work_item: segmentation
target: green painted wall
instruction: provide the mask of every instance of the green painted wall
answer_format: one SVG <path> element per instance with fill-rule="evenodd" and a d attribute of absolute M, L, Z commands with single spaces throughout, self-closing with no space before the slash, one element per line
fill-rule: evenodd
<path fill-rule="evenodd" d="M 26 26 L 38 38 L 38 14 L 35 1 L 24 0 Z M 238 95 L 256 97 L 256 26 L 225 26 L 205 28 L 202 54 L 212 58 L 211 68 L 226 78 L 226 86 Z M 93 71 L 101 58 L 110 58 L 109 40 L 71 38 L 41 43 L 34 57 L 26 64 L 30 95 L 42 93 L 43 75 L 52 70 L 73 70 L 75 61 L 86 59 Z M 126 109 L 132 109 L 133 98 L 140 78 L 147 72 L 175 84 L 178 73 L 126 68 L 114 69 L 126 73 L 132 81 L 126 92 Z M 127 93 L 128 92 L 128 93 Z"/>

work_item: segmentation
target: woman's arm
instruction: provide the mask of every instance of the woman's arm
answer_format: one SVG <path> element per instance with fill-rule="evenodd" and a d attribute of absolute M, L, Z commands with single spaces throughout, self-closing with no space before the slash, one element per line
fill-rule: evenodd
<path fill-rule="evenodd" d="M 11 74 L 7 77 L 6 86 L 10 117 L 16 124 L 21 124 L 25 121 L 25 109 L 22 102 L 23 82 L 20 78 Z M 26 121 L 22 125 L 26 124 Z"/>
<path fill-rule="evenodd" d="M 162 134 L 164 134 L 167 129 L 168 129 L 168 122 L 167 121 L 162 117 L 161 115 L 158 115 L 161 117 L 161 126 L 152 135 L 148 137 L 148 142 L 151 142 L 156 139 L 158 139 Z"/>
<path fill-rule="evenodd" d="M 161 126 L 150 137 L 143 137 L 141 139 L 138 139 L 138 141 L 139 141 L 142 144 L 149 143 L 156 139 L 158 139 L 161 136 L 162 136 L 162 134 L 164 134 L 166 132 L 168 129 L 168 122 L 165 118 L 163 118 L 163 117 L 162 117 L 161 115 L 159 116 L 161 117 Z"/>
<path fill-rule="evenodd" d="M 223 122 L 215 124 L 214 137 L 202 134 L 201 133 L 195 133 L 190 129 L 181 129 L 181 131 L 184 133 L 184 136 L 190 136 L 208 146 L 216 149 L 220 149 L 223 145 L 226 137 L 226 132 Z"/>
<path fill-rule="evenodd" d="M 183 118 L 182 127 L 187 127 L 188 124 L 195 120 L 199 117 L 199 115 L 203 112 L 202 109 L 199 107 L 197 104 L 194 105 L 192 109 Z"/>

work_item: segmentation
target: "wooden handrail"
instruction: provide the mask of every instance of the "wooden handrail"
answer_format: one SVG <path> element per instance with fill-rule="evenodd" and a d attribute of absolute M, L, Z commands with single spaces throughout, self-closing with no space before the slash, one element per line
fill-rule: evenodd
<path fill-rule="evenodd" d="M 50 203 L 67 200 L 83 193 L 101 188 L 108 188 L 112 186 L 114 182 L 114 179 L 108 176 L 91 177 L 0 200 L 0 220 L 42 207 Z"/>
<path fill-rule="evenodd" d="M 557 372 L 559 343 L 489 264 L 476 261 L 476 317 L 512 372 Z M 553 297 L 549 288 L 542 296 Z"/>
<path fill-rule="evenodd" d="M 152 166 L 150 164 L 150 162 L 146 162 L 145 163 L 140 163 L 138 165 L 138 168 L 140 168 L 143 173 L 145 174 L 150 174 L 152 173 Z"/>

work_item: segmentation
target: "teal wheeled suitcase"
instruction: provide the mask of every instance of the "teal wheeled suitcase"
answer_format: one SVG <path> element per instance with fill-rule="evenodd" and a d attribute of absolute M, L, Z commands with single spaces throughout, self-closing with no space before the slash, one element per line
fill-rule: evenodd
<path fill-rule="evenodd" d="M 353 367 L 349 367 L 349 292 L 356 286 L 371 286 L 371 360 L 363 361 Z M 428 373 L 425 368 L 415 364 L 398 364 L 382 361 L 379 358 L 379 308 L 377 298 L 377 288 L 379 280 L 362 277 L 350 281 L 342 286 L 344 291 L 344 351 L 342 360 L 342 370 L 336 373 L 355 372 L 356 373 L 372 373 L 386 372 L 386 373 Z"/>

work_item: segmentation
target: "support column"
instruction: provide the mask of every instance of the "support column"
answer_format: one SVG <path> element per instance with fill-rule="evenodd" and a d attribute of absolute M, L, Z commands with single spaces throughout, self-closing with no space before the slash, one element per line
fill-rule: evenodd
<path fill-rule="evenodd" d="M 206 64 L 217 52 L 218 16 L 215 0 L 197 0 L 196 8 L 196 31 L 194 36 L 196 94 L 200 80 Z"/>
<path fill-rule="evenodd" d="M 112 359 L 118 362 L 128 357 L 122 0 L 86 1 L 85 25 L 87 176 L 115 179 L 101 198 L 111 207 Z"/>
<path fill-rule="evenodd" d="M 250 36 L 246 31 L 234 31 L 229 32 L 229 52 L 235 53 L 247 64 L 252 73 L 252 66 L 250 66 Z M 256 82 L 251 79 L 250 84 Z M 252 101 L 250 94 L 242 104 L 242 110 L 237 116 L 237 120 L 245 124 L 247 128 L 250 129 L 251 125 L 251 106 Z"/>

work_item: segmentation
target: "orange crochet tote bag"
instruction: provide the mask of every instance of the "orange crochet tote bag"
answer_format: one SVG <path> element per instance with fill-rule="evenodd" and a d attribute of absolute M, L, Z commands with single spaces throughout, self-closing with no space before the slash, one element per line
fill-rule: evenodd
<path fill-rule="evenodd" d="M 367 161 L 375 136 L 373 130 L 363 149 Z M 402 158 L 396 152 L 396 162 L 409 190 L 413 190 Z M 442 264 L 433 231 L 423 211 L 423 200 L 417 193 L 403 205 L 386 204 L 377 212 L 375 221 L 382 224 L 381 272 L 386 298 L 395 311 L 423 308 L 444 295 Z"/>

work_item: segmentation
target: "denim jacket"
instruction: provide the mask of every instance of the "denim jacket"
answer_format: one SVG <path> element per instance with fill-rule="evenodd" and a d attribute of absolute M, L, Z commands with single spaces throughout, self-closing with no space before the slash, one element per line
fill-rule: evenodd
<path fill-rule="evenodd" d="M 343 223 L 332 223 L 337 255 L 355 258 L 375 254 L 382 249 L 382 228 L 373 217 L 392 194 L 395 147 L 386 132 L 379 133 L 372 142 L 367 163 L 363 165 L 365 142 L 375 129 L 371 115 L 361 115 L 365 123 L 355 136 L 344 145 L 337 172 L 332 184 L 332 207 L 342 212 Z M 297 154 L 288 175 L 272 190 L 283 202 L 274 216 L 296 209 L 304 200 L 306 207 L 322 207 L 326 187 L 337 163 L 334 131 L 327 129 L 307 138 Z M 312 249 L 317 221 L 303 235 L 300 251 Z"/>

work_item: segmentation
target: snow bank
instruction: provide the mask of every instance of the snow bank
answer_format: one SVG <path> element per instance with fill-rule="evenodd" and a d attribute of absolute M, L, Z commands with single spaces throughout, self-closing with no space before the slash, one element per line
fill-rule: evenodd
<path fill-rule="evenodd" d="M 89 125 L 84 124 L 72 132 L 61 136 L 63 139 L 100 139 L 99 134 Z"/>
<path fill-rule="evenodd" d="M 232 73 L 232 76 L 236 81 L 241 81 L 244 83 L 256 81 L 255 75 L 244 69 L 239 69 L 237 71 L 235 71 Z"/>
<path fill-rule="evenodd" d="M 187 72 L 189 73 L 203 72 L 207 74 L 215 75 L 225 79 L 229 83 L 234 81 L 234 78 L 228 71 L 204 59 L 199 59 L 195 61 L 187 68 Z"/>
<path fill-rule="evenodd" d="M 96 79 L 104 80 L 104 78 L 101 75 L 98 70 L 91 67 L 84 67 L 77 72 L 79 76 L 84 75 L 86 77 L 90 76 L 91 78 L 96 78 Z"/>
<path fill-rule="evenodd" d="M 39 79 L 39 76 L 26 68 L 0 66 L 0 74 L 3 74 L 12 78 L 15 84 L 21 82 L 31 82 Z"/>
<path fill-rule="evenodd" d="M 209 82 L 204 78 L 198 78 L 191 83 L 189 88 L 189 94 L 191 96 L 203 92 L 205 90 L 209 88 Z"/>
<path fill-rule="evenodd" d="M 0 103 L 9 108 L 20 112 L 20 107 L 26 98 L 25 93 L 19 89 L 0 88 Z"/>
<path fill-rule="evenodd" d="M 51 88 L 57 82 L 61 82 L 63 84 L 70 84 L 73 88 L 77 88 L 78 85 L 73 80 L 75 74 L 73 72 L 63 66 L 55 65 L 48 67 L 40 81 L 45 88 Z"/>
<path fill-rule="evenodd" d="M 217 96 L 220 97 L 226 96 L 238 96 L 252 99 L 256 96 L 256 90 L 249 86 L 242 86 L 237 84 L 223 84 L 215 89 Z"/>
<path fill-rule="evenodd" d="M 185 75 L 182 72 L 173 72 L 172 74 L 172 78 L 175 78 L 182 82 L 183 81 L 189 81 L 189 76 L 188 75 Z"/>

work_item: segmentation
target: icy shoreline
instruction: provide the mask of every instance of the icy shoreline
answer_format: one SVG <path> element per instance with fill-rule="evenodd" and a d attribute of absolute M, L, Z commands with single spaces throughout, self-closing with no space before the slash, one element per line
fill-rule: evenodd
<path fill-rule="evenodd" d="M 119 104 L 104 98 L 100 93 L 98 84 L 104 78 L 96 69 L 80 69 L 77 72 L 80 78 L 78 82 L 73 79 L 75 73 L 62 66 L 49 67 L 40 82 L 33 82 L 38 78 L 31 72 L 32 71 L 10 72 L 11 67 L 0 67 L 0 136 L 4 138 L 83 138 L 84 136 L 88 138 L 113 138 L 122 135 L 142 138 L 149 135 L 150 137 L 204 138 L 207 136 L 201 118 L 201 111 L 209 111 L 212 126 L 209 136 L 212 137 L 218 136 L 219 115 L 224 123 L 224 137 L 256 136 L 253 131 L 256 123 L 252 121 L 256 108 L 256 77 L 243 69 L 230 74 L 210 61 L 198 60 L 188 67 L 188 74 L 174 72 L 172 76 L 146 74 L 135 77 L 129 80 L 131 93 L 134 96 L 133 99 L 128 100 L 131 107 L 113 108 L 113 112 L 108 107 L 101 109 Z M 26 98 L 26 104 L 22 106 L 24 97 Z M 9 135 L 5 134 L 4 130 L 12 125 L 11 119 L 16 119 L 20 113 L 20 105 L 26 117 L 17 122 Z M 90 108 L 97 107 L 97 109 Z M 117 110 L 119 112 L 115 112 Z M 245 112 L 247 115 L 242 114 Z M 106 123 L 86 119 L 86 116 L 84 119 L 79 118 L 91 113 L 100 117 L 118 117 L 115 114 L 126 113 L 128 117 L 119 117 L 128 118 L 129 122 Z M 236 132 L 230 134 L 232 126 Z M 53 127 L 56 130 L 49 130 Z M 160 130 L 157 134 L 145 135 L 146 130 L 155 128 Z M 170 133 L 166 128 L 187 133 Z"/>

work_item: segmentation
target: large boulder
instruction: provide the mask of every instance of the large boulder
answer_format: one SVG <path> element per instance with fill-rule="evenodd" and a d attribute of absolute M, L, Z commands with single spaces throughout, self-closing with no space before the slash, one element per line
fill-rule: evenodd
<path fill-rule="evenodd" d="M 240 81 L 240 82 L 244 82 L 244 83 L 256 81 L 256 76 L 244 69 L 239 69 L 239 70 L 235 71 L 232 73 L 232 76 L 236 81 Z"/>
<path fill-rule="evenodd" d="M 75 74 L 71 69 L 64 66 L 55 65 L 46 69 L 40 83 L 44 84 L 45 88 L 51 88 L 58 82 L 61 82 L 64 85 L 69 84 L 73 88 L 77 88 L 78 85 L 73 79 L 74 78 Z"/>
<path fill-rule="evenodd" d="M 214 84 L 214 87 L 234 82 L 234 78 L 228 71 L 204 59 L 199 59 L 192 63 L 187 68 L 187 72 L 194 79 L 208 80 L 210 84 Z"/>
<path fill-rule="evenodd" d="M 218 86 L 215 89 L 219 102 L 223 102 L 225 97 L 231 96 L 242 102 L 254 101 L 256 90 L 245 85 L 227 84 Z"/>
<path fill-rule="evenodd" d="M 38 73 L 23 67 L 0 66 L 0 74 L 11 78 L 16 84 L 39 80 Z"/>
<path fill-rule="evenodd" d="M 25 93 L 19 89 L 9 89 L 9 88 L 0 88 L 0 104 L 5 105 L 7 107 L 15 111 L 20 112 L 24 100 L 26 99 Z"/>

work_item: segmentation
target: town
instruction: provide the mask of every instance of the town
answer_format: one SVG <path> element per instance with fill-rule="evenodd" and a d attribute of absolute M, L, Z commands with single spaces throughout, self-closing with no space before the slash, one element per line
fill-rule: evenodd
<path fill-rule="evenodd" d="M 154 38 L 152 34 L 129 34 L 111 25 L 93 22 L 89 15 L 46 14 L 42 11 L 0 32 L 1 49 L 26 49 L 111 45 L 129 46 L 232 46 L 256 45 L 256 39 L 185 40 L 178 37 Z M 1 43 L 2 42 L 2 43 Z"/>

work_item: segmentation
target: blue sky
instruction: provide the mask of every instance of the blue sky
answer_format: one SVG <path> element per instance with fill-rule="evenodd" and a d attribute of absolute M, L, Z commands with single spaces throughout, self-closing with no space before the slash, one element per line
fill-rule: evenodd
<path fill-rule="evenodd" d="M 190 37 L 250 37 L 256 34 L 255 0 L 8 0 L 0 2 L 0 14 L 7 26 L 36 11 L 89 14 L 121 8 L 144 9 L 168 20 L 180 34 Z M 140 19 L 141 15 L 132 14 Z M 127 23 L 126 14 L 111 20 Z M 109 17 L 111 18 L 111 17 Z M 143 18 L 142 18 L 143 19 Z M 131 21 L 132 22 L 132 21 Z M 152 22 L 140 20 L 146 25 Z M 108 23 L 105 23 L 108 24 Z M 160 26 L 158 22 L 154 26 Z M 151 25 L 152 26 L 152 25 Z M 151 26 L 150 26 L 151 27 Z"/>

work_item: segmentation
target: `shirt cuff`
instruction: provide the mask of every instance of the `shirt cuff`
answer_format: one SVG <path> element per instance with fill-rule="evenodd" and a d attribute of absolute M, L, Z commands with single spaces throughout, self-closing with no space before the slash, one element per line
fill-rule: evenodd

-*-*-

**The exercise:** Collect every line of the material above that contains the string "denim", and copy each one out unchanged.

**Right answer:**
target: "denim jacket"
instruction: provide the mask of every instance of the "denim jacket"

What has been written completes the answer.